◆ Exercise goal
Report every line of the data below that contains the string "arched", copying each such line in full.

A run of data

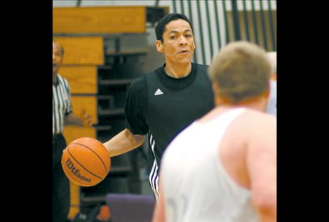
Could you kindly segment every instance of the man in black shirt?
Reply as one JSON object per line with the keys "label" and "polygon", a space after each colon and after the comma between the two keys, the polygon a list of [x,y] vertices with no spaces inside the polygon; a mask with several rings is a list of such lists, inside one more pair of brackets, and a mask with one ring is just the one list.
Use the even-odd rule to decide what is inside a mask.
{"label": "man in black shirt", "polygon": [[126,101],[126,129],[104,145],[116,156],[141,146],[149,134],[149,179],[158,201],[163,151],[182,130],[214,107],[214,100],[208,66],[191,62],[195,44],[189,19],[169,14],[155,29],[156,50],[166,63],[133,81]]}

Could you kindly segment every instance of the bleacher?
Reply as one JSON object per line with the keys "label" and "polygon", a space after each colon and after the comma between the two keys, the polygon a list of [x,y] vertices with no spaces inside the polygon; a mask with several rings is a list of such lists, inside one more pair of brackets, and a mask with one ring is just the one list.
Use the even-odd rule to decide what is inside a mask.
{"label": "bleacher", "polygon": [[[65,50],[59,74],[70,85],[74,112],[87,112],[93,123],[67,126],[67,143],[83,137],[105,142],[124,129],[126,92],[131,81],[145,72],[149,53],[146,23],[168,11],[166,7],[145,6],[53,8],[53,39]],[[141,195],[145,155],[138,148],[112,158],[109,175],[95,186],[71,183],[69,218],[83,207],[106,204],[108,194]]]}

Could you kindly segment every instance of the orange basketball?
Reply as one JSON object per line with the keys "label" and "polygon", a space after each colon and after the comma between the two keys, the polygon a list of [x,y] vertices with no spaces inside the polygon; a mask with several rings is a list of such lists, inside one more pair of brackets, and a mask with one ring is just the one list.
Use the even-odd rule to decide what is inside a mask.
{"label": "orange basketball", "polygon": [[102,181],[111,166],[109,154],[97,139],[83,137],[70,143],[62,155],[62,167],[67,178],[81,186]]}

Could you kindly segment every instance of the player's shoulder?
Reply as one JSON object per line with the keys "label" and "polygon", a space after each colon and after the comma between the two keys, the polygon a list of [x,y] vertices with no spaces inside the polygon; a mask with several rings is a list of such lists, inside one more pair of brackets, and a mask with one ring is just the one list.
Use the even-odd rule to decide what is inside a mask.
{"label": "player's shoulder", "polygon": [[246,127],[250,128],[261,129],[276,126],[276,116],[250,109],[246,109],[243,115],[241,115],[241,121]]}
{"label": "player's shoulder", "polygon": [[208,65],[197,64],[197,63],[192,63],[192,64],[196,67],[198,72],[207,74],[208,69],[209,68]]}
{"label": "player's shoulder", "polygon": [[135,78],[130,84],[130,90],[138,93],[143,89],[145,89],[146,79],[145,76],[140,76]]}
{"label": "player's shoulder", "polygon": [[66,79],[65,78],[64,78],[63,76],[62,76],[60,74],[57,74],[57,79],[58,80],[58,81],[60,82],[60,83],[61,84],[64,84],[65,85],[69,85],[69,81],[67,81],[67,79]]}

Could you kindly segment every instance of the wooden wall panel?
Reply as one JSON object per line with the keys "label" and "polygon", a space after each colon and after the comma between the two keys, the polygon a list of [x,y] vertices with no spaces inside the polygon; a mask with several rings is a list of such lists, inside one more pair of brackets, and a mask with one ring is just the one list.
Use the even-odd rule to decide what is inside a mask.
{"label": "wooden wall panel", "polygon": [[114,34],[145,32],[145,6],[53,8],[53,34]]}
{"label": "wooden wall panel", "polygon": [[81,112],[86,111],[90,116],[91,123],[98,123],[97,110],[97,97],[95,96],[75,96],[71,97],[73,112],[80,116]]}
{"label": "wooden wall panel", "polygon": [[64,48],[63,65],[104,64],[104,40],[101,36],[54,37]]}
{"label": "wooden wall panel", "polygon": [[58,73],[67,79],[71,94],[97,94],[96,67],[62,67]]}

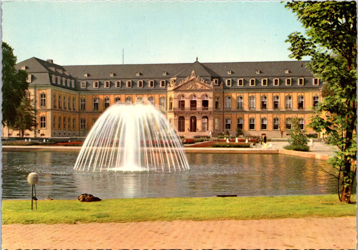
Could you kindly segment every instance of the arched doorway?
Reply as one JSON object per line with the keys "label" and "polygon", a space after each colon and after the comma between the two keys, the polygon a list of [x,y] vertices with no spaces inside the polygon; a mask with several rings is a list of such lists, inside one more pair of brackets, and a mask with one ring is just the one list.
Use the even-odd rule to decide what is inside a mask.
{"label": "arched doorway", "polygon": [[190,132],[197,131],[197,117],[191,116],[190,117]]}

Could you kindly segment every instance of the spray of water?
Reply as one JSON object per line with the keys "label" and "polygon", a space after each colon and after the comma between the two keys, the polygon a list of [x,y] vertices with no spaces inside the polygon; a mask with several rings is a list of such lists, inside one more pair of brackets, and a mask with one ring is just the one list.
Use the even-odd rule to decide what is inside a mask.
{"label": "spray of water", "polygon": [[190,169],[181,141],[165,117],[141,102],[107,108],[88,133],[73,169],[166,173]]}

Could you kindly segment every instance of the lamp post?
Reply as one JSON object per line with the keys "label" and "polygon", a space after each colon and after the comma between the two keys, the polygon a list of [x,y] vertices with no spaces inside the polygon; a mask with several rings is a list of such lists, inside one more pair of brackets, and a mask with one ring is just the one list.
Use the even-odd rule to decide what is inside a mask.
{"label": "lamp post", "polygon": [[[29,184],[32,185],[32,192],[31,194],[31,210],[33,208],[33,202],[35,200],[36,204],[36,209],[37,209],[37,198],[36,198],[36,188],[35,185],[39,181],[39,175],[37,173],[32,172],[29,174],[27,176],[27,182]],[[34,196],[34,190],[35,190],[35,196]]]}

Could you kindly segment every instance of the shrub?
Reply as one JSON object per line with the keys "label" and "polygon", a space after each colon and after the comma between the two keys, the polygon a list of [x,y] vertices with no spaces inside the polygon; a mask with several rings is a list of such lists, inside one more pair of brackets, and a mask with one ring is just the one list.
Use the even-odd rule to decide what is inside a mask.
{"label": "shrub", "polygon": [[40,143],[38,141],[3,141],[3,146],[33,146],[39,145]]}
{"label": "shrub", "polygon": [[244,143],[215,143],[211,146],[213,148],[250,148],[250,144]]}
{"label": "shrub", "polygon": [[187,139],[184,140],[183,143],[183,144],[193,144],[195,143],[195,141],[194,140],[194,139],[192,139],[191,138],[189,138]]}
{"label": "shrub", "polygon": [[310,147],[307,145],[288,145],[284,147],[285,149],[294,150],[296,151],[308,152],[310,151]]}

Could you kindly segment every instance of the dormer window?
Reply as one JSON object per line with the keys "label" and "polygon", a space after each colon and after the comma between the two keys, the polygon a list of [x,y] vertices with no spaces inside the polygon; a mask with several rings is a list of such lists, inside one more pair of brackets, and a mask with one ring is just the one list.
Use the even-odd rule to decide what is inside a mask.
{"label": "dormer window", "polygon": [[314,78],[312,80],[312,82],[314,85],[319,85],[319,79],[318,78]]}
{"label": "dormer window", "polygon": [[27,79],[26,79],[26,81],[28,82],[31,82],[32,78],[32,75],[31,74],[28,74],[27,75]]}
{"label": "dormer window", "polygon": [[256,79],[255,78],[250,79],[250,86],[256,86]]}
{"label": "dormer window", "polygon": [[242,78],[239,78],[237,79],[237,86],[244,86],[244,80]]}
{"label": "dormer window", "polygon": [[226,86],[228,87],[231,87],[231,79],[226,79]]}
{"label": "dormer window", "polygon": [[304,84],[305,79],[304,78],[298,78],[298,85],[303,85]]}

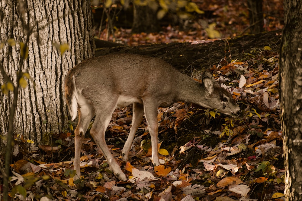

◆ Written response
Could you kindly segment every instance of the arched doorway?
{"label": "arched doorway", "polygon": [[190,132],[197,131],[197,117],[191,116],[190,117]]}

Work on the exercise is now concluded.